TEXT EXCERPT
━━━━━━━━━━━━━━━━━━━━━━━━━━━━━━

- Cover to X-Nation 2099 #2. Art by Humberto Ramos.

Publication information
- Publisher: Marvel Comics
- Schedule: Monthly
- Publication date: March – August 1996
- No. of issues: 6

Creative team
- Created by: Tom Peyer (writer) Humberto Ramos (pencils)

= X-Nation 2099 =

Comic book series

X-Nation 2099 was a comic book series created by Marvel Comics for their Marvel 2099 imprint. It depicts the course of events in a team of young mutants' lives. The series only lasted six issues.

==Fictional team biography==
In the year 2099, Victor Von Doom approaches Cerebra of the X-Men with a proposition. He tells her that, through a mathematical probability program, he had deduced that there would be a mutant Messiah in the next generation, and he offers her the position of finding it for him. Cerebra agrees and leaves the X-Men in search of this figure who would lead all of mutantkind into a golden age. She begins finding candidates and bringing them to the Xavier Center, which is watched over by a militant sect of nuns named the Sisters of the Howling Commandments. She is aided, albeit unwillingly, by Morphine Somers, former Minister of Humanity and interim liaison to Halo City while Doom was still President.

The group's first adventure begins with them sneaking out of the Xavier Home. After a night hanging out at the local Milk Bar, they end up fighting the Wild Boys, a gang of young mutants that Wulff used to belong to. They escape and return home, but are forced to do construction work as punishment for sneaking out. While serving their punishment, they are attacked by bounty hunters from the "Million Palms" Amusement Park. The park is ruled by the villain Avian, who once held December and Willow prisoner. The team fights together to fend off the attack, but when the smoke clears they notice that Willow is gone.

Once again, the teens leave the shelter to confront Avian and rescue Willow, but they are captured as they enter Million Palms. There they meet Metalsmith, another young mutant, and find out that Avian is also searching for the mutant messiah, under the command of Doom's enemy John Herod. With the timely arrival of Willow, X-Nation escapes and heads back home. Meanwhile, the shelter is attacked by Atlantean soldiers. The sisters beat them back, but are eventually defeated. The teens arrive back home just in time to see the shelter explode.

━━━━━━━━━━━━━━━━━━━━━━━━━━━━━━

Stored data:
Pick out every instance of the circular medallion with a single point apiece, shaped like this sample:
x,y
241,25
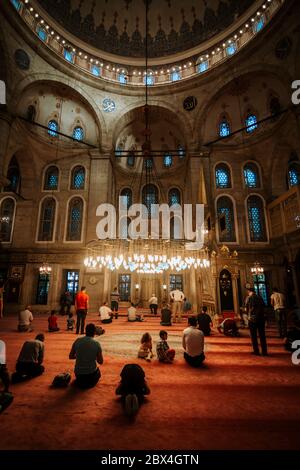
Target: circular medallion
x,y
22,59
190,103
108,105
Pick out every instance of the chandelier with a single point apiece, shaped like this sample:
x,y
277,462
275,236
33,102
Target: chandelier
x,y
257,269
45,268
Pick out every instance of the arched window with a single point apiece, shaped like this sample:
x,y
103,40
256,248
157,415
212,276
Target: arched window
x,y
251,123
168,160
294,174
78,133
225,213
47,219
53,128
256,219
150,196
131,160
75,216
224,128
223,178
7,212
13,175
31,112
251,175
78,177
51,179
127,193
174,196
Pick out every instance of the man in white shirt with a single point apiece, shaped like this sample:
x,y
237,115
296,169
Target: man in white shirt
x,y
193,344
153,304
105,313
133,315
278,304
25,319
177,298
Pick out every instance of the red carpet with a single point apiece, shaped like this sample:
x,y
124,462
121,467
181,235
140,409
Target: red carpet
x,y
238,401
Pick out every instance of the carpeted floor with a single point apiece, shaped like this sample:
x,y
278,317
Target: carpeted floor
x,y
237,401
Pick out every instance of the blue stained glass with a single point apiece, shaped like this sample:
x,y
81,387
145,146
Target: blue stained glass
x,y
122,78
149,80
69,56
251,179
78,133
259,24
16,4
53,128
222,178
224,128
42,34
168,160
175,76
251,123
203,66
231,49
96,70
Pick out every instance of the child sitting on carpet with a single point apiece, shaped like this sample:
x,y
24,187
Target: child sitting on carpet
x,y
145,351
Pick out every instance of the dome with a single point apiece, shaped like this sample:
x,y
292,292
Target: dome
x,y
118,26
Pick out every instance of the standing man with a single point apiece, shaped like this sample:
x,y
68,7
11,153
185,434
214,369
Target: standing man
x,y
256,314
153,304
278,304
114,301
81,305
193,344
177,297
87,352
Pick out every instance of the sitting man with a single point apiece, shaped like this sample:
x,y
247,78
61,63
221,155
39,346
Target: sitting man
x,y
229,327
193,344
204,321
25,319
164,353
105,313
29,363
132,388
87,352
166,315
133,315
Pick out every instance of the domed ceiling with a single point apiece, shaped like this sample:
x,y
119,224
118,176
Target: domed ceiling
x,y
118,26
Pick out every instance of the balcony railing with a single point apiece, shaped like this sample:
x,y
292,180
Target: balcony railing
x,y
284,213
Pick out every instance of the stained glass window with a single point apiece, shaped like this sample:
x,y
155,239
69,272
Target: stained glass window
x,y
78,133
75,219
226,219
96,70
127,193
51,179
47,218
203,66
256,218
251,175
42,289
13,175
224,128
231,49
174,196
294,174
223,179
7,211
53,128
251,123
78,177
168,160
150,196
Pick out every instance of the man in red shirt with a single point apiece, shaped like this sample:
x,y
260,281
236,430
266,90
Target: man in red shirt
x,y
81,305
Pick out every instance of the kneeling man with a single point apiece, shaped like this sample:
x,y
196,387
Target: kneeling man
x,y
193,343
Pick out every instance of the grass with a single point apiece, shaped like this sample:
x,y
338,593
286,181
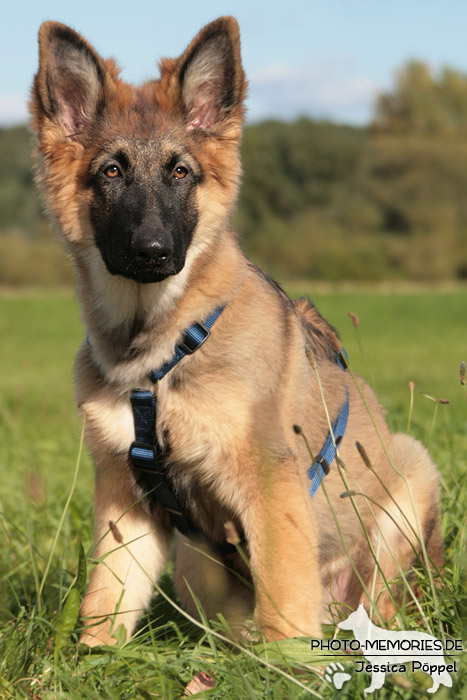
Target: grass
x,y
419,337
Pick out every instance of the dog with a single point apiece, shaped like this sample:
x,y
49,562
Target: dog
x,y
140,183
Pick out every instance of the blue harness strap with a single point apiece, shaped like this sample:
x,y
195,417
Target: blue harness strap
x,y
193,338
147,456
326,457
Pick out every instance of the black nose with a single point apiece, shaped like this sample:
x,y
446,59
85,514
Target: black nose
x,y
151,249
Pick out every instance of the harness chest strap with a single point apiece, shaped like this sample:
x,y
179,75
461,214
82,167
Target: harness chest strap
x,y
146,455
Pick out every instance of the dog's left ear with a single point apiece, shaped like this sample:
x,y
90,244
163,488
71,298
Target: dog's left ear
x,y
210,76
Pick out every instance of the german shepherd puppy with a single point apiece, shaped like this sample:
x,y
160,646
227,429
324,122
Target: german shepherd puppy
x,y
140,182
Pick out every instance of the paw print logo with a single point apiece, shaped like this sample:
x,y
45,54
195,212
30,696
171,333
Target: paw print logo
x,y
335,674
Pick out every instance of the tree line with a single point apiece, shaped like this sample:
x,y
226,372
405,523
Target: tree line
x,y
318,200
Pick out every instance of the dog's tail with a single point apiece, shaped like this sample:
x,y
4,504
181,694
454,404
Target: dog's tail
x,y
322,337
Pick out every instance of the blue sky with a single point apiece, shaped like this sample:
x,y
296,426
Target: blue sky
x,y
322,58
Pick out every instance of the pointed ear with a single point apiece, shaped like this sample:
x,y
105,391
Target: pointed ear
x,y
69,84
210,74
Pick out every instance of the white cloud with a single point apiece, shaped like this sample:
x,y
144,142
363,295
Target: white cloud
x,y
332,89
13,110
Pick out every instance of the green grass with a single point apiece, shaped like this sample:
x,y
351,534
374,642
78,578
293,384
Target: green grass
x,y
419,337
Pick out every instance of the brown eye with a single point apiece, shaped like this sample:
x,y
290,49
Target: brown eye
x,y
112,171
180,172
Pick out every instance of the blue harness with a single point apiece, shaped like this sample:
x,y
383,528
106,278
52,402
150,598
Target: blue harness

━━━━━━━━━━━━━━━━━━━━━━━━━━━━━━

EXERCISE OBJECTIVE
Using the X-Nation 2099 article, say whether each statement agrees with it: (a) the series ran for six issues; (b) Morphine Somers helps Cerebra willingly; (c) Avian searches for the mutant messiah on John Herod's orders. Answer yes or no for each and quote the words that decide it. Answer from the X-Nation 2099 article only.

ANSWER BELOW
(a) Yes: "The series only lasted six issues."
(b) No: "She is aided, albeit unwillingly, by Morphine Somers"
(c) Yes: "Avian is also searching for the mutant messiah, under the command of Doom's enemy John Herod."